→ Task goal:
Only one stretch of the listing below is wanted. Give it again exactly, from the line with "Query: school uniform" through the line with "the child's arm".

→ Exercise data:
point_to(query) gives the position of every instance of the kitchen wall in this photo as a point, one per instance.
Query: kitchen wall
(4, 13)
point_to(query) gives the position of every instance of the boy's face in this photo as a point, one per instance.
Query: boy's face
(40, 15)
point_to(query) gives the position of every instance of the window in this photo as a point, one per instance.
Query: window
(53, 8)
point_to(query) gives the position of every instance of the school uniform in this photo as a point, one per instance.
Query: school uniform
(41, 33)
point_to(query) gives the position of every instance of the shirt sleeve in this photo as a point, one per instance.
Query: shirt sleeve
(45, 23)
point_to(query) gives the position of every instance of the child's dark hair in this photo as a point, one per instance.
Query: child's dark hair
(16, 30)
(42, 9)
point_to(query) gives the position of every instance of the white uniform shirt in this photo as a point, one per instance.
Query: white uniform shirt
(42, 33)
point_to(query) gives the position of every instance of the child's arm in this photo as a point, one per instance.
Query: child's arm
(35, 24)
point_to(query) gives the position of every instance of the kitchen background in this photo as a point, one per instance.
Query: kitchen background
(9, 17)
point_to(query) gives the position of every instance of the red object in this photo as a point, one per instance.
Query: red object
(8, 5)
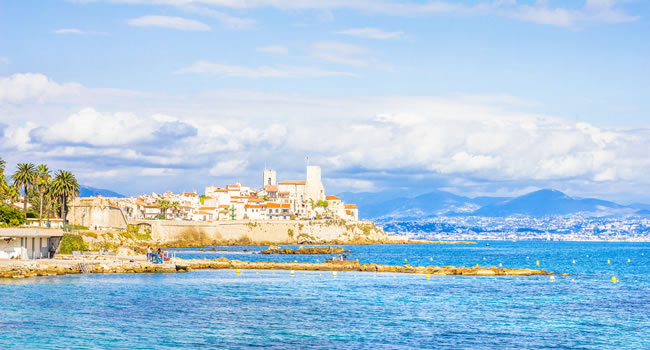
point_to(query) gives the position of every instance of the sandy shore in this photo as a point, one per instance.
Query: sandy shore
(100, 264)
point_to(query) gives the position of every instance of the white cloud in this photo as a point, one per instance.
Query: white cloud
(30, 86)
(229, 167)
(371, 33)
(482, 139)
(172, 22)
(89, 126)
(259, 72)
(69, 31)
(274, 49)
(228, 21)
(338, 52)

==

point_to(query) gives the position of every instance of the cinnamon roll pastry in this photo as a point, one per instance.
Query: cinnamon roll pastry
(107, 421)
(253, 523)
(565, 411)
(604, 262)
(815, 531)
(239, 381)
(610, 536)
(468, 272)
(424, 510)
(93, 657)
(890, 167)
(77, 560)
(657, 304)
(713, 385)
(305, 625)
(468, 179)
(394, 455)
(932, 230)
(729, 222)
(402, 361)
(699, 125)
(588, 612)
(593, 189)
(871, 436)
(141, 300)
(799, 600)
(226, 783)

→ Task result:
Query: school uniform
(41, 33)
point_to(query) gives the position of every instance of the shirt sleeve in this photo as a point, one per instance.
Query: shirt sleeve
(45, 23)
point_to(query) gives the position of every instance of the child's dark hair in this photo as a point, one per instance.
Query: child's dark hair
(16, 30)
(42, 9)
point_to(query) gives the position of every instance of the white uniform shirt in this photo as a point, one per instance.
Query: white uniform shirt
(42, 33)
point_to(query) gives the position of every instance of the child's arm in this photo as a point, one per instance.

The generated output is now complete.